Starting with the first line of the data that follows, transcribe every line verbatim until the line containing "the dog's tail" has been transcribed.
━━━━━ EXERCISE MATERIAL
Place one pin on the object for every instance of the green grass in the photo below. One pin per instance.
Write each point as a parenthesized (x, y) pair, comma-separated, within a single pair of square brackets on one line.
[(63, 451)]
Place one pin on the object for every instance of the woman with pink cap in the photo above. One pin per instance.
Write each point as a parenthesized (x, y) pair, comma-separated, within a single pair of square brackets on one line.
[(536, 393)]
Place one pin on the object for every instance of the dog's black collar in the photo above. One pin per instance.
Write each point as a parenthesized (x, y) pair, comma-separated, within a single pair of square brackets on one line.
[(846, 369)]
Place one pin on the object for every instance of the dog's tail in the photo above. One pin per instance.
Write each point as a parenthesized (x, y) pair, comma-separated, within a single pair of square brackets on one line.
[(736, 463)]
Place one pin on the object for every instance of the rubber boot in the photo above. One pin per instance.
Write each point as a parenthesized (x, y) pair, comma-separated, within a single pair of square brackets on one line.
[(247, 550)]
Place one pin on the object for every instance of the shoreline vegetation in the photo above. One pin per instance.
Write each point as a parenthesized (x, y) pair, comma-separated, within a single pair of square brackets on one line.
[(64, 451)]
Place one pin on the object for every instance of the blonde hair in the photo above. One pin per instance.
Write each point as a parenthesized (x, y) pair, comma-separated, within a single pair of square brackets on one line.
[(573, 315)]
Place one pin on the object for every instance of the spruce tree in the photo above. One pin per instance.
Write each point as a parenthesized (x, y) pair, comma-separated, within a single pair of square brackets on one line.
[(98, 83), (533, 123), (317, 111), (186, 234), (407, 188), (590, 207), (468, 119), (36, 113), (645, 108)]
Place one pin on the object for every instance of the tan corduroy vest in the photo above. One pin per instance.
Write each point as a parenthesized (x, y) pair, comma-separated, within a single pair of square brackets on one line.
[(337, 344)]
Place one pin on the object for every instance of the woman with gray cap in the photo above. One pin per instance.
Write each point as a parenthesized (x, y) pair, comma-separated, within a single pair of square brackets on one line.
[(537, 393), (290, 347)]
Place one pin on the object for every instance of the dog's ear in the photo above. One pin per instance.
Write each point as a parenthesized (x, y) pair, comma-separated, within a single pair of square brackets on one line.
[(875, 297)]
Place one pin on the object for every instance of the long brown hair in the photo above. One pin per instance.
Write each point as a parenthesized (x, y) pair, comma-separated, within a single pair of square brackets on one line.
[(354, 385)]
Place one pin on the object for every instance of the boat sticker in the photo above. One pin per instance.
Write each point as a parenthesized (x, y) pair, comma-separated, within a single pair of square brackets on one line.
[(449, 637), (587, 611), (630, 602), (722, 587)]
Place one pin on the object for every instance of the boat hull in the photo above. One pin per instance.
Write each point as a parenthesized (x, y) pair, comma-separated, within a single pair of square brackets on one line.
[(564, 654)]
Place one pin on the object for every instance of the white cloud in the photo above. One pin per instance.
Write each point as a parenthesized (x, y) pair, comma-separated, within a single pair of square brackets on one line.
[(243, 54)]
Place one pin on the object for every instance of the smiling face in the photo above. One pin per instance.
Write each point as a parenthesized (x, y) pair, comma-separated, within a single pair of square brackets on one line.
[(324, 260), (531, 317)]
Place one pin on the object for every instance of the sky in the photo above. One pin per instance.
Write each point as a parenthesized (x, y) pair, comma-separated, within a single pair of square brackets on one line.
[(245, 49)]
━━━━━━━━━━
» **FINISHED EXERCISE**:
Place one pin on the object for every instance of the green grass in the photo below. One pin per instance.
Write each point as a parenthesized (x, y) pair, comma-separated, within a single pair of square brackets on one line.
[(63, 451)]
Place one pin on the object for every instance of the woman with pink cap in the photo above. One pin per instance.
Write each point as a parenthesized (x, y) pair, comma-separated, within a single pair of square brackets on one line.
[(536, 393)]
Place one pin on the object for every instance of the dog's black collar in the photo above. One pin per instance.
Write each point as a parenthesized (x, y) pair, comma-separated, within a single pair of square brackets on one line.
[(846, 369)]
Place one pin on the object for every instance of the dog's tail in the photo above. One pin per instance.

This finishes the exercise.